_Given request_
Please repeat the entries starting at the line that contains "Point to the glass" and ending at the end of the entries, both ends included and requests kept, multiplying every x and y coordinate in the answers by 2.15 and rounding to whole numbers with halves going up. Leave the pictures out of your answer.

[Entries from a point labeling set]
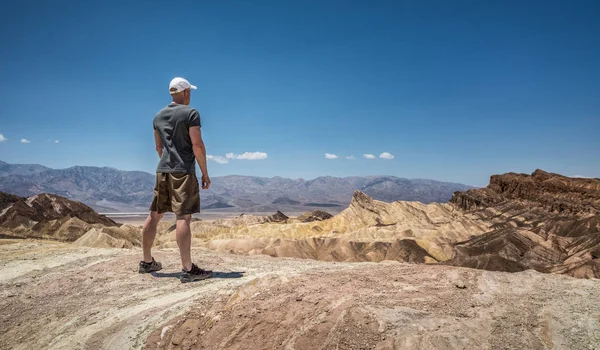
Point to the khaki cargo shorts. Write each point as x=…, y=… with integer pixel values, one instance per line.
x=176, y=192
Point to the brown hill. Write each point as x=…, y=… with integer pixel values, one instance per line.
x=544, y=221
x=48, y=216
x=365, y=231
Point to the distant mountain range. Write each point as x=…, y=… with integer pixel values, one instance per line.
x=110, y=190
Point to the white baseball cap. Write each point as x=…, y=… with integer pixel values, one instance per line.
x=178, y=84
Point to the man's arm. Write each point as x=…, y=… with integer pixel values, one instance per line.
x=158, y=143
x=200, y=154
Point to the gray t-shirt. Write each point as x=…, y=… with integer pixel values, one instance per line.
x=173, y=123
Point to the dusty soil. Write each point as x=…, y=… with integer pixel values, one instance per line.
x=57, y=296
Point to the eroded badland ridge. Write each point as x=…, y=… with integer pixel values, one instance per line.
x=76, y=288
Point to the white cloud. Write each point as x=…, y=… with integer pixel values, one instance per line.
x=386, y=155
x=247, y=156
x=217, y=159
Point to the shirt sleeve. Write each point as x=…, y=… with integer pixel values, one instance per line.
x=194, y=118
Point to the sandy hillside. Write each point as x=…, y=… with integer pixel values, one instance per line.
x=58, y=296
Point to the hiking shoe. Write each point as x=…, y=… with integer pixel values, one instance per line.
x=195, y=274
x=149, y=267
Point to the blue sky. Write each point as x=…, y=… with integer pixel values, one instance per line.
x=454, y=90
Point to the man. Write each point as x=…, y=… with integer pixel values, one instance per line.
x=178, y=143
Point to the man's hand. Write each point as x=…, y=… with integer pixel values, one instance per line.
x=205, y=182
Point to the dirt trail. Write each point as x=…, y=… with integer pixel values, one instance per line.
x=55, y=296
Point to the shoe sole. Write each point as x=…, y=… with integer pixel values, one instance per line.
x=195, y=278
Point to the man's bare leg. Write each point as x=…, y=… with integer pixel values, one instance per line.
x=184, y=240
x=149, y=233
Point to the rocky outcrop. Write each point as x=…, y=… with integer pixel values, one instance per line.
x=315, y=215
x=49, y=216
x=326, y=249
x=366, y=222
x=543, y=221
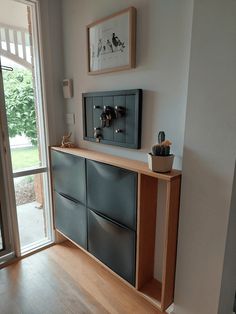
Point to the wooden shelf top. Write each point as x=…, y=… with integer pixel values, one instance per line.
x=133, y=165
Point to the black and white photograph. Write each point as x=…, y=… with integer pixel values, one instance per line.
x=110, y=43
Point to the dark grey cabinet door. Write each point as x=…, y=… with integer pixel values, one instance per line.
x=71, y=219
x=112, y=244
x=112, y=192
x=69, y=175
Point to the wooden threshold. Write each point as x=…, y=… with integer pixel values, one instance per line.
x=63, y=279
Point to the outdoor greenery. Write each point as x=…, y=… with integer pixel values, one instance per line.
x=24, y=158
x=20, y=105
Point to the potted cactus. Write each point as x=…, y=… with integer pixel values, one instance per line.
x=160, y=159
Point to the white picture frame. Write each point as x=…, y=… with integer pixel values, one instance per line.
x=111, y=42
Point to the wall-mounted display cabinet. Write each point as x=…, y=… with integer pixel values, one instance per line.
x=107, y=206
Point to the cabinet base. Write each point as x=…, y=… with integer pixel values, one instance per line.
x=151, y=292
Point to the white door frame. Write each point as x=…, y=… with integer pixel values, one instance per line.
x=40, y=97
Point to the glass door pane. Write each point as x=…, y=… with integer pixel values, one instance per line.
x=30, y=202
x=25, y=123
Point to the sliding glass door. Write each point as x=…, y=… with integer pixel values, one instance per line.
x=24, y=128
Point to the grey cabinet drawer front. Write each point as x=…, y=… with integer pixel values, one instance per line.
x=69, y=175
x=112, y=191
x=71, y=219
x=113, y=245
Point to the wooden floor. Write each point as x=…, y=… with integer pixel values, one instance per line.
x=63, y=279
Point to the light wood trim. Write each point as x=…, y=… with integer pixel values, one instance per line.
x=153, y=289
x=146, y=229
x=170, y=245
x=133, y=165
x=51, y=188
x=132, y=41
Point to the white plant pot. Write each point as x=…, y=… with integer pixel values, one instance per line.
x=160, y=163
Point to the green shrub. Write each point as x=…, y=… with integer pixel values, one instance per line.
x=20, y=104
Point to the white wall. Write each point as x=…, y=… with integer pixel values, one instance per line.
x=228, y=284
x=163, y=44
x=52, y=43
x=209, y=160
x=16, y=13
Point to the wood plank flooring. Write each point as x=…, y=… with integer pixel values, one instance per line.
x=64, y=280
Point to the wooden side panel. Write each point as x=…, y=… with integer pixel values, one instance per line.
x=146, y=228
x=170, y=245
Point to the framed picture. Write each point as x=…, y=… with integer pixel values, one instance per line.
x=111, y=42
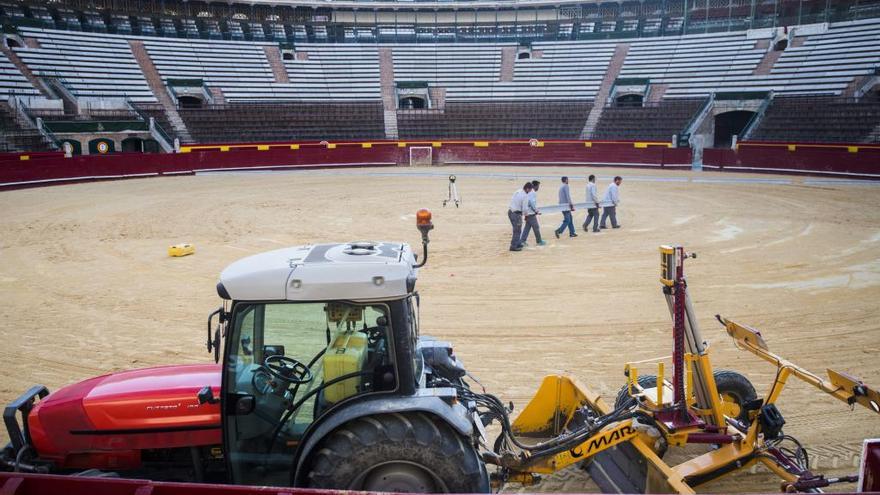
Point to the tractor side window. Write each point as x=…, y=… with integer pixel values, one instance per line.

_Expected answer_
Point to the glass door pane. Write each point as x=…, y=… with integer pixel values, one instance per line.
x=65, y=434
x=54, y=264
Point to the sliding glass door. Write each point as x=…, y=… with integer pixel values, one instance per line.
x=52, y=275
Point to the grey cabinet drawer front. Write each point as x=…, y=… with integer pixel values, one instance per line.
x=148, y=376
x=241, y=411
x=153, y=471
x=243, y=527
Point to the wooden floor. Write each point as x=…, y=… with integer pixel values, one instance per line.
x=135, y=600
Point to the light wood trim. Write each point as x=…, y=… with integer pixel values, one instance per line.
x=329, y=621
x=314, y=492
x=366, y=527
x=286, y=355
x=110, y=404
x=284, y=88
Point to the white plant pot. Write each point as x=…, y=… with integer pixel values, one instance per line.
x=344, y=350
Point to the green shrub. Write each point as x=…, y=… with integer pixel values, one instance per line.
x=43, y=224
Point to the white wall. Write each point as x=…, y=… with integer pixel values, one instance per line.
x=490, y=611
x=350, y=95
x=112, y=92
x=449, y=344
x=34, y=28
Point to the wood plank flooring. Write each point as x=…, y=… with integer pixel values, one instance per line.
x=138, y=602
Point to the wooden side panel. Write each point as x=…, y=… with integer pixel values, one instance per line.
x=314, y=490
x=366, y=527
Point to the framed picture. Write each point as x=…, y=… with integer pixel values, one instance per line.
x=239, y=90
Point to the tractor side window. Write each point as x=…, y=… with integer pixel values, one instance per line.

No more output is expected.